*** Opening of Selected extract ***

Photographs make up the largest part of my collection, at least in sheer numbers. I originally had decided to collect photographic group portraits, starting off early with yardlong photos of medical staffs, as well as a few high school sports team portraits from the 40s and 50s, stuff like that.
As I got into the idea more, however, I ran into an increasing number of group portraits of fraternal groups. It became obvious that it would make easy sense to focus my photo collecting on fraternal images.
I do still collect some non-fraternal images, especially yardlongs of military units from WWII and before (and for some reason I have this lingering desire to land some yardlongs with railroad imagery, trains and workers).

*** Close of Selected extract ***
*** Opening of Recorded information ***

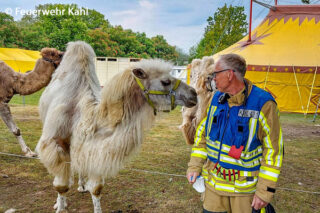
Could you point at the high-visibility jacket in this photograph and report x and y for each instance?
(239, 145)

*** Close of Recorded information ***

▶ _Task A_:
Answer these questions about the text on the photograph collection, marking each answer (i), (ii), or (iii).
(i) What kind of photographs had the collector originally decided to collect?
(ii) On what kind of images did the collector decide to focus the photo collecting?
(iii) Which non-fraternal images does the collector especially still collect?
▶ _Task B_: Update part of the text on the photograph collection. Begin at the words "Photographs make up" and stop after "on fraternal images.", replacing "group portraits" with "group photographs" throughout.
▶ _Task C_: Write what comes next in the text on the photograph collection, picking up after its final sentence.

▶ _Task output A_:
(i) Photographic group portraits.
(ii) Fraternal images.
(iii) Yardlongs of military units from WWII and before.

▶ _Task output B_:
Photographs make up the largest part of my collection, at least in sheer numbers. I originally had decided to collect photographic group photographs, starting off early with yardlong photos of medical staffs, as well as a few high school sports team portraits from the 40s and 50s, stuff like that.
As I got into the idea more, however, I ran into an increasing number of group photographs of fraternal groups. It became obvious that it would make easy sense to focus my photo collecting on fraternal images.

▶ _Task output C_:
Storage of photography is comparatively easy, though it does require proper materials. (See my discussion of collection storage for more details.) The notable exception in the ease of storage is indeed my yardlongs. If I were to have a box large enough to store some of those puppies, it would be an enormous box indeed, and then where do you keep that box? And building my own boxes in custom sizes/shapes isn’t a viable option for me at this time. My answer was to fashion a plexiglass “press,” think of it like a sandwich with plex bread and photo filling, which is compact but sufficient, and is held closed by Velcro strapping that adheres to the outside (hook side) and then straps around (fuzz side). It’s bad because it is not actually a full enclosure. It’s good because the size and price were right. The light preassure keeps the pieces in place, interleaved with acid free paper, and I can store the whole contraption on end, along side framed objects.